Antwoorden kamervragen over recente rechtspraak van de Hoge Raad met betrekking tot witwassen
/Afgelopen 8 januari heeft de Hoge Raad (LJN BX4449 en LJN BX6909) uitspraak gedaan over (de strafbaarheid van) witwassen. Naar aanleiding van deze uitspraken is het artikel ‘Verbergen en verhullen. Re- cente jurisprudentie over witwassen’ van J. Simonis verschenen in Opportuun 2013/2 (p. 31).
Aan Opstelten zijn kamervragen gesteld door Van der Steur (VVD) over deze recente rechtspraak van de Hoge Raad met betrekking tot witwassen. Het kamerlid wil onder meer weten of het klopt dat door deze jurisprudentie het enkele voorhanden hebben van een voorwerp, dat afkomstig is uit een door de bezitter van dat voorwerp gepleegd strafbaar feit, niet meer kan worden gekwalificeerd als witwassen.

Opdrachten.
1. Welke personen worden in de tekst over witwassen met hun naam genoemd? Noem ze allemaal.
2. Klopt elke bewering met de tekst over witwassen? Antwoord met ja of nee en citeer de woorden die de doorslag geven.
(a) De Hoge Raad deed op 8 januari uitspraak over witwassen.
(b) Van der Steur is kamerlid voor de PvdA.
(c) Het artikel van J. Simonis staat op pagina 31.
3. Ga verder met de tekst over witwassen en begin na de laatste zin.
De lijst hierna komt uit een andere bron.

Opgeslagen gegevens.

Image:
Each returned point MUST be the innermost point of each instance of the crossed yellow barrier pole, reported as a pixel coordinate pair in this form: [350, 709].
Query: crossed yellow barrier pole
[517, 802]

Antwoorden op volgorde.
1. J. Simonis, Opstelten, Van der Steur

2.
(a) Ja: "Afgelopen 8 januari heeft de Hoge Raad (LJN BX4449 en LJN BX6909) uitspraak gedaan"
(b) Nee: "Van der Steur (VVD)"
(c) Ja: "in Opportuun 2013/2 (p. 31)"

3.
De minister antwoord hierop dat een zodanig verstrekkende conclusie niet aan de rechtspraak van de Hoge Raad kan worden verbonden. "Blijkens deze jurisprudentie is de Hoge Raad van oordeel dat het voorhanden hebben van opbrengsten afkomstig van een door de verdachte zelf begaan misdrijf witwassen oplevert, wanneer dit voorhanden hebben het karakter heeft van het verbergen of verhullen van de criminele herkomst. Onder deze voorwaarden blijft vervolging wegens witwassen mogelijk, ook in geval het gaat om het voorhanden hebben van de opbrengsten van door de verdachte zelf gepleegde misdrijven", aldus Opstelten.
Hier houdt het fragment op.